Data records
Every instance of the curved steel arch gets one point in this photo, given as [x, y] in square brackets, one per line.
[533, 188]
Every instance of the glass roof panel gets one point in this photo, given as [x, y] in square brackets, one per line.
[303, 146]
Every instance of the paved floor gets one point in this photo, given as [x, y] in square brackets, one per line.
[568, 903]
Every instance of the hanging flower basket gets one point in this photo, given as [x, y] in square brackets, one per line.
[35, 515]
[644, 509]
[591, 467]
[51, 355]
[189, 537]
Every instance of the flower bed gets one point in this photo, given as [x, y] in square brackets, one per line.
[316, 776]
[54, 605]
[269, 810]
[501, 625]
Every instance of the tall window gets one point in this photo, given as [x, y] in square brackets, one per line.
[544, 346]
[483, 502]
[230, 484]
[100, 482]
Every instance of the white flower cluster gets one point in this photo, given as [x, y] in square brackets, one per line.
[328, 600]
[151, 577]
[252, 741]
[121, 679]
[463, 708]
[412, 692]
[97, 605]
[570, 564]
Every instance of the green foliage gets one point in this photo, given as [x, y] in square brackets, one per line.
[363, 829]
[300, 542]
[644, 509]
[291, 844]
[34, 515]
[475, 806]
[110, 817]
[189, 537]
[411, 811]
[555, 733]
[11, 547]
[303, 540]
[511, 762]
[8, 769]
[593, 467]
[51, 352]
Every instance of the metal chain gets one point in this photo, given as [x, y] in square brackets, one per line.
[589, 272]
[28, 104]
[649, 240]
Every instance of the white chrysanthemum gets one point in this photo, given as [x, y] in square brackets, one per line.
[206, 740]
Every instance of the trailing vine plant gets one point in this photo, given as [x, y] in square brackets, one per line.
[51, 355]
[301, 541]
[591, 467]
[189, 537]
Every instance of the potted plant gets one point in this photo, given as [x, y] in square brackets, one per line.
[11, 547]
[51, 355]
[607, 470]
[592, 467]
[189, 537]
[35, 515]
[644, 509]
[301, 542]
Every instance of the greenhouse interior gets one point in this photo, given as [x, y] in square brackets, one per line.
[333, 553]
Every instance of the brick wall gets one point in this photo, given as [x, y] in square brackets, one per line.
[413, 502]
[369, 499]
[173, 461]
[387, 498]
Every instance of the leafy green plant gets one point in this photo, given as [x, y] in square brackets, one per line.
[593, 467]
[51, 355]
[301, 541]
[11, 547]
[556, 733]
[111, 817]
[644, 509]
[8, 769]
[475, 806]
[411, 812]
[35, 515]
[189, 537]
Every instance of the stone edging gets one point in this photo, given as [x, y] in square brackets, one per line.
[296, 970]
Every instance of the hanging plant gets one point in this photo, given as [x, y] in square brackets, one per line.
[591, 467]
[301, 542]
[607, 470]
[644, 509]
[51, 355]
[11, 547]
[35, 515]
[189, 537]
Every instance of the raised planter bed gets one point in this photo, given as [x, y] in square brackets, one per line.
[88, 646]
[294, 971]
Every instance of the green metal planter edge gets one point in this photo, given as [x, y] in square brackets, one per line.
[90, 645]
...
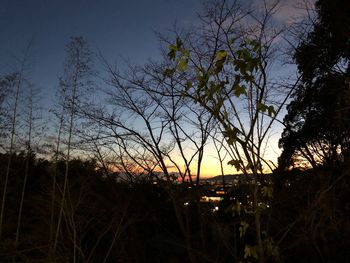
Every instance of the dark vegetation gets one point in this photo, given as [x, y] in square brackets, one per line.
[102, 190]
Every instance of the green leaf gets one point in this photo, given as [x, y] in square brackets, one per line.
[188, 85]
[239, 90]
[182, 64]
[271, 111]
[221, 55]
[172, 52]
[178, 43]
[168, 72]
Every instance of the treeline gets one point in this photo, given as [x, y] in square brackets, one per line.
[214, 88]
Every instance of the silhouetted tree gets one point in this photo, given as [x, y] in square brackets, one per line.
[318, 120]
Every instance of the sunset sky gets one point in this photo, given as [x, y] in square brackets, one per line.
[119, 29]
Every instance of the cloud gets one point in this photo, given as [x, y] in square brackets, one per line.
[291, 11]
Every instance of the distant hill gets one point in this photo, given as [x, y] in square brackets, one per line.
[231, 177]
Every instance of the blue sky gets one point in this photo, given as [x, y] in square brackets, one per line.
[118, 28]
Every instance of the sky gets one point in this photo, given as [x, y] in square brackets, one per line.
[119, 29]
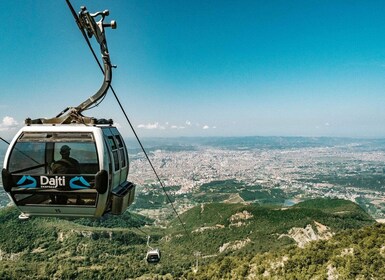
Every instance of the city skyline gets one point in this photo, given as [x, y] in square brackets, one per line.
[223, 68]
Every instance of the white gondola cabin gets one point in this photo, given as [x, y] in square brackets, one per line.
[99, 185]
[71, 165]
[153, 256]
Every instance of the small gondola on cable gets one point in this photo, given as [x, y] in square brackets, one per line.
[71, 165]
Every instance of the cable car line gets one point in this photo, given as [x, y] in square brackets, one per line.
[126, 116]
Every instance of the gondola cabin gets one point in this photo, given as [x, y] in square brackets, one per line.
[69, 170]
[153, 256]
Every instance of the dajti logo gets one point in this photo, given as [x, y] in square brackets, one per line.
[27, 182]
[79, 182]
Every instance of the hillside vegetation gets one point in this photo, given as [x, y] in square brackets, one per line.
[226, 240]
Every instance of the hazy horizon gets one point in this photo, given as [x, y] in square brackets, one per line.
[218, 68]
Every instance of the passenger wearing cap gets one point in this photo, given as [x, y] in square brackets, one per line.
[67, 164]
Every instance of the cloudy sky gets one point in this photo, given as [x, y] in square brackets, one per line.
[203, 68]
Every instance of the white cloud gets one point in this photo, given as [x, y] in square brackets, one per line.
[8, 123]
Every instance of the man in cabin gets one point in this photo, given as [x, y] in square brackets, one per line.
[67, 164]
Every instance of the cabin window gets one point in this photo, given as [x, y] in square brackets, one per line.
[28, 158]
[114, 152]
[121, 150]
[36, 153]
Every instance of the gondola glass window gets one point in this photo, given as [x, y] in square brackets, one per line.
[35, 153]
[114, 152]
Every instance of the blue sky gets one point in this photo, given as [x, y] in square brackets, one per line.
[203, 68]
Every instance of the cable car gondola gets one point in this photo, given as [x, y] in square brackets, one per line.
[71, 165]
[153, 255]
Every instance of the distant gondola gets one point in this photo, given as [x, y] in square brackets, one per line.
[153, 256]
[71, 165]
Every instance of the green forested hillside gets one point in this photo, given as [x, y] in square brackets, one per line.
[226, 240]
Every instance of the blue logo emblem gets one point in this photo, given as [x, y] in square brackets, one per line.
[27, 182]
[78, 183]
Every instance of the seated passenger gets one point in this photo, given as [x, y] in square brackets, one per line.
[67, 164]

Task description> Count the lines in the entries above that contain the string "flower", treating uppercase and lowercase as different, and give only the number.

Finished task> 3